- Problem statement:
Repeat exactly the lines from the one containing "out the chandelier" through the last line of the records below, both included, and nothing else.

────────────────

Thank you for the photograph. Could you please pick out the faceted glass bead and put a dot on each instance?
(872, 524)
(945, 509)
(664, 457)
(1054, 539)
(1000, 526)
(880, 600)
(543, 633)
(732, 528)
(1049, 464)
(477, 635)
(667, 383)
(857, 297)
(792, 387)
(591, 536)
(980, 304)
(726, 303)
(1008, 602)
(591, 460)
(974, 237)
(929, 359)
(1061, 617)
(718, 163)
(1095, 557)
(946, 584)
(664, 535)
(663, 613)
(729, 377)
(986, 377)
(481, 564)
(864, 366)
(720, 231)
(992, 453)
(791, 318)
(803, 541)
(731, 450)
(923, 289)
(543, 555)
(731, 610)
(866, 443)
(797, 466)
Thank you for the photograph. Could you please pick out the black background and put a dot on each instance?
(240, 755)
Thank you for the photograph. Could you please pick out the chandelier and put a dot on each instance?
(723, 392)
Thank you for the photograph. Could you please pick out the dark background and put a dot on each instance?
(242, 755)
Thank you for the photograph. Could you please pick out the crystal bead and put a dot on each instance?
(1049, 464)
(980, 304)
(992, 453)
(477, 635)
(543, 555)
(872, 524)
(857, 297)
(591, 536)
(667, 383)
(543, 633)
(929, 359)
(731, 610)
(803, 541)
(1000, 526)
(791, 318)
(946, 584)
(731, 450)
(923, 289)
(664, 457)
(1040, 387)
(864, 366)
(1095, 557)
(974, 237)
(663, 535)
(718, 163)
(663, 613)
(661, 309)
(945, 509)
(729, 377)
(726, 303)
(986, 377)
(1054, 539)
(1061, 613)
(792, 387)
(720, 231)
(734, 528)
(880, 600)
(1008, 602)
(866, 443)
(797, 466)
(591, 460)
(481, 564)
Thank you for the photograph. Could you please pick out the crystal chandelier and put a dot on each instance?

────────────────

- Answer to the problem:
Thank you for the photograph. Could you please pick out the chandelier and put a dot on each instance?
(723, 392)
Thank you for the photograph. Could you please pick out the dark background and put a dot on each instance?
(242, 755)
Thank you for the photograph. Could you please pick out the crystal bead and put a dot on each instance?
(1049, 464)
(980, 304)
(992, 453)
(477, 635)
(543, 555)
(872, 524)
(857, 297)
(591, 536)
(667, 383)
(543, 633)
(929, 359)
(731, 610)
(803, 541)
(1000, 526)
(791, 318)
(946, 584)
(731, 450)
(923, 289)
(664, 457)
(1040, 387)
(864, 366)
(1095, 557)
(974, 237)
(663, 535)
(718, 163)
(663, 613)
(661, 309)
(945, 509)
(729, 377)
(726, 303)
(986, 377)
(1054, 539)
(1061, 613)
(792, 387)
(720, 231)
(734, 528)
(880, 600)
(1008, 602)
(866, 443)
(797, 466)
(591, 460)
(481, 564)
Thank you for the photograph. Could you please pick out the crystal chandelier and put a dot on each instance?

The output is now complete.